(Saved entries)
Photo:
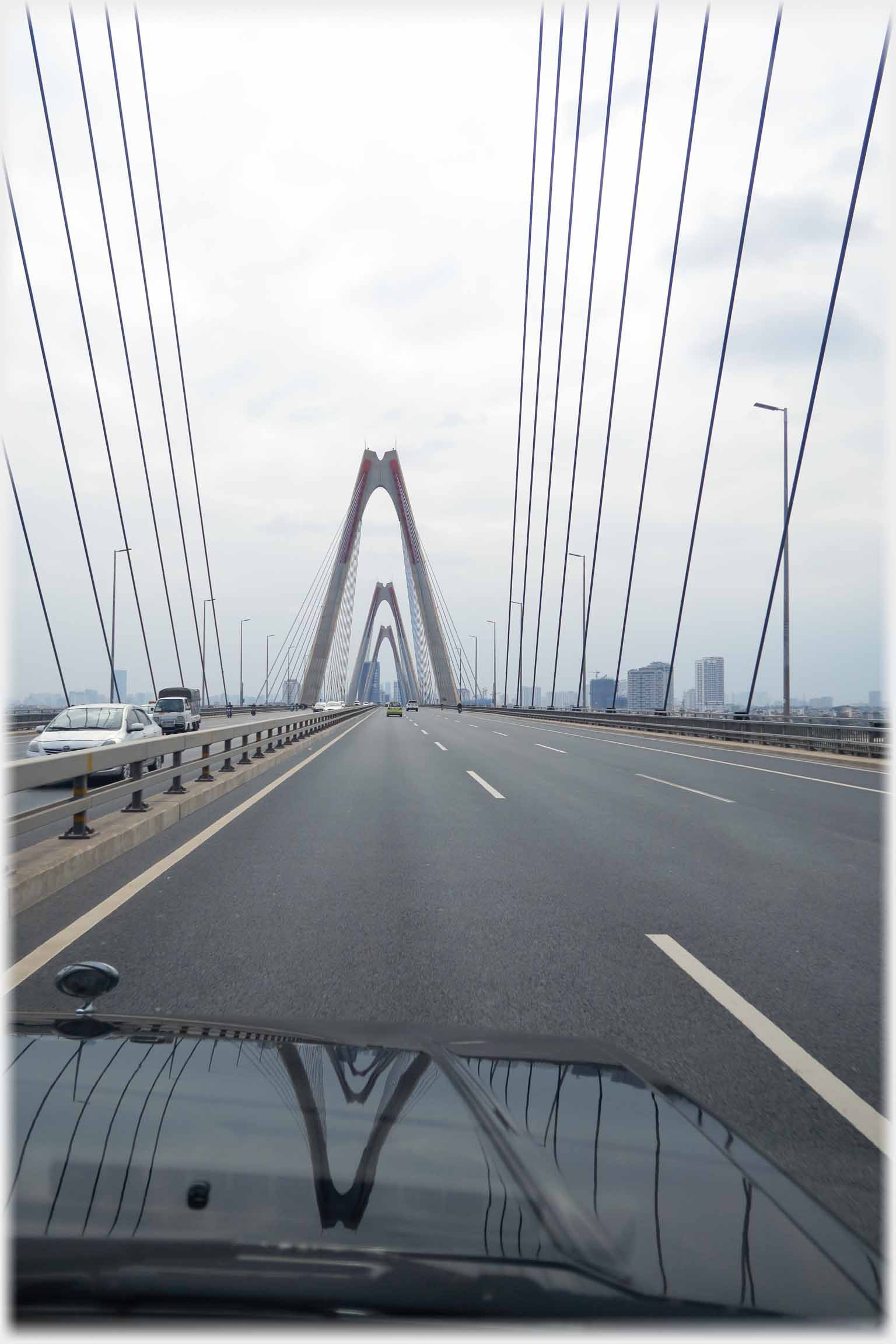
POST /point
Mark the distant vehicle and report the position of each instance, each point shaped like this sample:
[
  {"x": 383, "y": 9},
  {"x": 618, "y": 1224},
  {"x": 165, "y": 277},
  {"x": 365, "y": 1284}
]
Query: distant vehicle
[
  {"x": 178, "y": 709},
  {"x": 97, "y": 726}
]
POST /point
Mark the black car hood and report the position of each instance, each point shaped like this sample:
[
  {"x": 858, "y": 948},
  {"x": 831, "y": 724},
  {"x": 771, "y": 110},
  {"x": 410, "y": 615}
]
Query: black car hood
[{"x": 503, "y": 1151}]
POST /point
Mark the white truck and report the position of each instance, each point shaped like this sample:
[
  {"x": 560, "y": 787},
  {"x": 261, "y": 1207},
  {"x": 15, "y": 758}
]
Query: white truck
[{"x": 178, "y": 710}]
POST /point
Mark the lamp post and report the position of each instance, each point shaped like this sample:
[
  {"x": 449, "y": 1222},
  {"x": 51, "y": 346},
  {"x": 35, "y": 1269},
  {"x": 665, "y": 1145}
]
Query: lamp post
[
  {"x": 519, "y": 680},
  {"x": 123, "y": 550},
  {"x": 206, "y": 601},
  {"x": 268, "y": 639},
  {"x": 578, "y": 557},
  {"x": 765, "y": 406},
  {"x": 241, "y": 657}
]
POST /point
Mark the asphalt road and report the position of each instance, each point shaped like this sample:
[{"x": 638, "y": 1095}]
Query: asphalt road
[{"x": 384, "y": 882}]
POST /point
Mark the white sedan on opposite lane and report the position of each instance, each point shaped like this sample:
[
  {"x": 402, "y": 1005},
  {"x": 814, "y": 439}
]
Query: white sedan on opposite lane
[{"x": 83, "y": 726}]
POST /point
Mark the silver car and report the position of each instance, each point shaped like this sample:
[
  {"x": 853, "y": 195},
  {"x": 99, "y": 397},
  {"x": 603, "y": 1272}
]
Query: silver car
[{"x": 85, "y": 726}]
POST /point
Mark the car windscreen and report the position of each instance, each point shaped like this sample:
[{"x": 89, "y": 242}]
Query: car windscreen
[{"x": 86, "y": 718}]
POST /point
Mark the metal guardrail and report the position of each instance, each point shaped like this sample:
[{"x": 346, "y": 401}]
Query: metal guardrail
[
  {"x": 262, "y": 737},
  {"x": 850, "y": 737}
]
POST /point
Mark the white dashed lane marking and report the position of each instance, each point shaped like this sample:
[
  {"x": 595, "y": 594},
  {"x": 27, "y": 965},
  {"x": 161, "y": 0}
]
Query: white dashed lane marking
[
  {"x": 485, "y": 784},
  {"x": 837, "y": 1094},
  {"x": 684, "y": 788}
]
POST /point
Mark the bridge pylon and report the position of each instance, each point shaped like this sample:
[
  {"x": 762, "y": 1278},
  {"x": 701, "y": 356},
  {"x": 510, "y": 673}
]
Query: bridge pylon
[{"x": 379, "y": 474}]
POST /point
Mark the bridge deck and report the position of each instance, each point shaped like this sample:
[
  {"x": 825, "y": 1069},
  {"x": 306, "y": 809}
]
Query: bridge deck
[{"x": 383, "y": 881}]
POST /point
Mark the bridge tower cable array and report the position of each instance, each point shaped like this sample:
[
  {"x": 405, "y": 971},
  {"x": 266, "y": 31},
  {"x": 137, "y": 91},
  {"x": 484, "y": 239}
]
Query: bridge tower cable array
[
  {"x": 821, "y": 354},
  {"x": 375, "y": 474},
  {"x": 724, "y": 347},
  {"x": 124, "y": 341},
  {"x": 155, "y": 350},
  {"x": 62, "y": 440},
  {"x": 663, "y": 346},
  {"x": 584, "y": 350},
  {"x": 615, "y": 363},
  {"x": 313, "y": 596},
  {"x": 564, "y": 311},
  {"x": 526, "y": 315},
  {"x": 34, "y": 570},
  {"x": 180, "y": 362},
  {"x": 538, "y": 368},
  {"x": 93, "y": 368}
]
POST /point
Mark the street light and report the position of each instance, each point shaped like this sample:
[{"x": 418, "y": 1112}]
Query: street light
[
  {"x": 578, "y": 557},
  {"x": 206, "y": 601},
  {"x": 519, "y": 680},
  {"x": 765, "y": 406},
  {"x": 268, "y": 639},
  {"x": 241, "y": 657},
  {"x": 123, "y": 550}
]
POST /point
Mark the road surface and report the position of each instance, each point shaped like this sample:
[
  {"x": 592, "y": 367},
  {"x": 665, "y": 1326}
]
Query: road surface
[{"x": 484, "y": 872}]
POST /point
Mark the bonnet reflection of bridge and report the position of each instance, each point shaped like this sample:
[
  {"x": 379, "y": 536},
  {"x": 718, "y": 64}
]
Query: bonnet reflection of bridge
[{"x": 433, "y": 671}]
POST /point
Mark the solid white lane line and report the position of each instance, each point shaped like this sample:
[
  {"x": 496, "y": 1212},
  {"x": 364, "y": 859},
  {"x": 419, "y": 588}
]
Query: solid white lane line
[
  {"x": 485, "y": 785},
  {"x": 830, "y": 1088},
  {"x": 62, "y": 940},
  {"x": 735, "y": 765},
  {"x": 685, "y": 788}
]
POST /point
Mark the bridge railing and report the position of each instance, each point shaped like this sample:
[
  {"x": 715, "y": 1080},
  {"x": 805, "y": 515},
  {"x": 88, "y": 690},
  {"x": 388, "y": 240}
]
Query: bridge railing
[
  {"x": 238, "y": 744},
  {"x": 845, "y": 737}
]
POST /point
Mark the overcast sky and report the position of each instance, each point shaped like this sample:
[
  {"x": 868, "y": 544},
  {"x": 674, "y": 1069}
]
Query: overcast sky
[{"x": 345, "y": 198}]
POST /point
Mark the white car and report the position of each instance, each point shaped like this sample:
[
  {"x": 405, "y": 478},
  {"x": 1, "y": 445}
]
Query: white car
[{"x": 85, "y": 726}]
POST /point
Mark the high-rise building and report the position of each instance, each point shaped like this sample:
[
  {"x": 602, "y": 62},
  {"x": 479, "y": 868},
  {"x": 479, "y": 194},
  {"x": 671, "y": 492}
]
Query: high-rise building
[
  {"x": 601, "y": 692},
  {"x": 710, "y": 678},
  {"x": 648, "y": 687}
]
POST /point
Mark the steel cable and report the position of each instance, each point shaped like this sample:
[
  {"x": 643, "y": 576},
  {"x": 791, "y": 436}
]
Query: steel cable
[
  {"x": 83, "y": 323},
  {"x": 180, "y": 363},
  {"x": 821, "y": 354},
  {"x": 526, "y": 316},
  {"x": 55, "y": 412},
  {"x": 584, "y": 351},
  {"x": 155, "y": 350},
  {"x": 663, "y": 343},
  {"x": 538, "y": 368},
  {"x": 615, "y": 363},
  {"x": 34, "y": 570},
  {"x": 124, "y": 341},
  {"x": 564, "y": 311},
  {"x": 724, "y": 347}
]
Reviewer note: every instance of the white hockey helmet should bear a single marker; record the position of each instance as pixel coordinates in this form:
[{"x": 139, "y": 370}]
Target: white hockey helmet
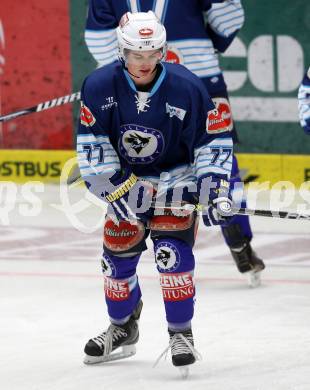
[{"x": 140, "y": 31}]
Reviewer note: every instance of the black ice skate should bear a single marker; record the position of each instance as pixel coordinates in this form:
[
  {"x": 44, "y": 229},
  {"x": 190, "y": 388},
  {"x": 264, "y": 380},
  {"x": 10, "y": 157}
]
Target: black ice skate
[
  {"x": 183, "y": 352},
  {"x": 248, "y": 262},
  {"x": 100, "y": 348}
]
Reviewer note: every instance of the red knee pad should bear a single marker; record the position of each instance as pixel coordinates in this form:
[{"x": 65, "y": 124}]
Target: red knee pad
[{"x": 123, "y": 238}]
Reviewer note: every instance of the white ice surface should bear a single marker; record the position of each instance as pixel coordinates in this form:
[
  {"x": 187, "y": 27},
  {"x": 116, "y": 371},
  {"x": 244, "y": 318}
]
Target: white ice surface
[{"x": 52, "y": 302}]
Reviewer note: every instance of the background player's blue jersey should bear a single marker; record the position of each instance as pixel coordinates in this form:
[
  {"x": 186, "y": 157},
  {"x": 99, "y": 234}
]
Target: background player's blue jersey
[{"x": 164, "y": 130}]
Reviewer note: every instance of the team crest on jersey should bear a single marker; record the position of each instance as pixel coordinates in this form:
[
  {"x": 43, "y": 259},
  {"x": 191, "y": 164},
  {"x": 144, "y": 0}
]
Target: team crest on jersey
[
  {"x": 167, "y": 257},
  {"x": 175, "y": 111},
  {"x": 107, "y": 266},
  {"x": 139, "y": 144},
  {"x": 86, "y": 116},
  {"x": 220, "y": 119},
  {"x": 174, "y": 56}
]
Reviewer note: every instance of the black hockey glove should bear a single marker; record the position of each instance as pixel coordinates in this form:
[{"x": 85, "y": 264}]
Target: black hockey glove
[{"x": 215, "y": 195}]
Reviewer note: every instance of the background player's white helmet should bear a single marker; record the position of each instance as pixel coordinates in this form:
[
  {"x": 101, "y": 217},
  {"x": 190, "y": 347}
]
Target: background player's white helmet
[{"x": 140, "y": 31}]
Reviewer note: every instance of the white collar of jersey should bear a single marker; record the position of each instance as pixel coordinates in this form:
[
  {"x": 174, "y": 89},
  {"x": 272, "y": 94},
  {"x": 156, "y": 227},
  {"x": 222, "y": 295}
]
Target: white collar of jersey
[{"x": 155, "y": 86}]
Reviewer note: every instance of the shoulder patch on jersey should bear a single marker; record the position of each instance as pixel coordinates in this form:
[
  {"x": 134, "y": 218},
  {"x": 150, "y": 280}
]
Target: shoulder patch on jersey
[
  {"x": 86, "y": 116},
  {"x": 220, "y": 119}
]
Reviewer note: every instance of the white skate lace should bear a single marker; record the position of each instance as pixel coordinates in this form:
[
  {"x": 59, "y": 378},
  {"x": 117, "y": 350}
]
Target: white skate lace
[
  {"x": 142, "y": 101},
  {"x": 106, "y": 339},
  {"x": 179, "y": 344}
]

EXERCISE DETAILS. Find the line that contains "Reviewer note: every instance of the background player's white". Repeat it and every line after it, exactly as written, up to and including the last line of the records above.

ANSWER.
Reviewer note: every instance of the background player's white helmet should bear a single marker; record the position of each instance as pixel coordinates in this form:
[
  {"x": 101, "y": 217},
  {"x": 190, "y": 347}
]
Target: background player's white helmet
[{"x": 140, "y": 31}]
Reviewer note: every instance of the white collar of jersey should bear a single marker; record the position of each instance as pixel coordinates in this form:
[
  {"x": 174, "y": 89},
  {"x": 272, "y": 94},
  {"x": 156, "y": 227},
  {"x": 222, "y": 295}
]
Target: white collar of jersey
[{"x": 155, "y": 86}]
Reviewer note: every instance of the shoulder patch on jersey should bear a single marker; record the position of each instance as pixel coordinates in this form:
[
  {"x": 134, "y": 218},
  {"x": 150, "y": 280}
]
Target: shoulder patch on jersey
[
  {"x": 86, "y": 116},
  {"x": 220, "y": 119}
]
Reviewer note: every instance of the white skate lace should bear a single marker; record the position of each instance as pixel coordinates in this form:
[
  {"x": 59, "y": 378},
  {"x": 117, "y": 350}
]
Target: white skate lace
[
  {"x": 142, "y": 101},
  {"x": 106, "y": 339},
  {"x": 179, "y": 344}
]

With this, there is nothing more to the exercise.